*GIVEN TASK:* Copy the records below line for line, without changing anything, and leave the pictures out of your copy.

*LISTING:*
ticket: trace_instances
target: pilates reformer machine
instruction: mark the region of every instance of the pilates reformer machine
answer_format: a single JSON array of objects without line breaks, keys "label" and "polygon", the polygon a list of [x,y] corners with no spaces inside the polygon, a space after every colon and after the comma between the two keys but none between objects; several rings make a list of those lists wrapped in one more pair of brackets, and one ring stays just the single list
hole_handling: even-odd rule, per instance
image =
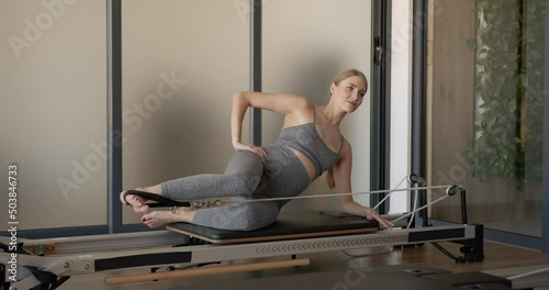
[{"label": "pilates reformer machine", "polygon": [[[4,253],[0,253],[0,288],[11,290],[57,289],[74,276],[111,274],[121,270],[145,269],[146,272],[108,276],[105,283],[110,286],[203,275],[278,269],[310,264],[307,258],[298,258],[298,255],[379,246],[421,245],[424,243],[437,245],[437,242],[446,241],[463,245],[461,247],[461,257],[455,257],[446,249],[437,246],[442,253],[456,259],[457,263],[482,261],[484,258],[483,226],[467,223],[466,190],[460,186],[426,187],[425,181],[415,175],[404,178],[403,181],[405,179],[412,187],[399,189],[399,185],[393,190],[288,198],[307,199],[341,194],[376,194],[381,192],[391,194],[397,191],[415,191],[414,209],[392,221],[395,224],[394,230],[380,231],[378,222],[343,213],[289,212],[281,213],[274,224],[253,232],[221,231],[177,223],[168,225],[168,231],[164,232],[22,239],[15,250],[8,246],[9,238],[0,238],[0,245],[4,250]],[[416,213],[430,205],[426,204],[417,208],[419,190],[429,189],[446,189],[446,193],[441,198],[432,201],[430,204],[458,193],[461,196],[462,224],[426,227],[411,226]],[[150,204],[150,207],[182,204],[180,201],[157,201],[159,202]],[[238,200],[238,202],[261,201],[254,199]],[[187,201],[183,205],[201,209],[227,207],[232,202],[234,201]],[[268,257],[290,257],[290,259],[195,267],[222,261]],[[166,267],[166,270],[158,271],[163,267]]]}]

*EXERCISE RESPONSE:*
ticket: trace_instances
target: pilates reformer machine
instruction: mark the region of every instance of the pilates reformer machine
answer_format: a single JSON array of objects without line breaks, keys "label" and "polygon", the polygon a list of [x,y] corners with no spaces inside the polygon, a space after every colon and after the comma between the two keys but none between objects; several rings make a list of those lists wrapped in one more pair of brackets, and one ring stays just the single list
hole_handling: even-odd rule, per instance
image =
[{"label": "pilates reformer machine", "polygon": [[[4,253],[0,253],[0,288],[11,290],[57,289],[74,276],[111,274],[121,270],[145,269],[146,272],[108,276],[105,283],[110,286],[203,275],[278,269],[310,264],[307,258],[298,258],[298,255],[379,246],[421,245],[424,243],[437,245],[437,242],[446,241],[463,245],[461,247],[461,257],[455,257],[446,249],[437,246],[442,253],[456,259],[457,263],[482,261],[484,258],[483,226],[467,223],[466,190],[460,186],[426,187],[425,181],[415,175],[404,178],[403,181],[405,179],[412,187],[399,189],[399,185],[393,190],[288,198],[307,199],[341,194],[376,194],[381,192],[391,194],[397,191],[415,191],[414,209],[392,221],[395,224],[394,230],[380,231],[378,222],[343,213],[289,212],[281,213],[274,224],[253,232],[221,231],[177,223],[168,225],[168,231],[164,232],[22,239],[15,250],[8,246],[9,238],[0,238],[0,245],[4,250]],[[416,213],[430,205],[426,204],[417,208],[419,190],[429,189],[446,189],[446,193],[441,198],[432,201],[430,204],[458,193],[461,196],[462,224],[426,227],[411,226]],[[150,204],[150,207],[182,204],[180,201],[157,201],[159,202]],[[238,200],[238,202],[261,201],[254,199]],[[187,201],[183,205],[201,209],[227,207],[232,202],[234,201]],[[268,257],[290,257],[290,259],[195,267],[222,261]],[[166,267],[166,270],[158,271],[163,267]]]}]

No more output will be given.